**SET TASK**
Locate every line in the rows that contains the string "place", treating uppercase and lowercase as different, and copy each of those lines.

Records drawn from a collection
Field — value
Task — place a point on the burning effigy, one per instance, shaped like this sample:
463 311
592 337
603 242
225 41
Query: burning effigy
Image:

...

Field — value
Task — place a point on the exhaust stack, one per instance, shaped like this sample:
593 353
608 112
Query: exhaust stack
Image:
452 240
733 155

**SOLUTION TO THE EXERCISE**
Task — place a point on the burning effigy, one per instance, shaped like this sample:
Task — place a point on the exhaust stack, one per instance, shaped like this sample:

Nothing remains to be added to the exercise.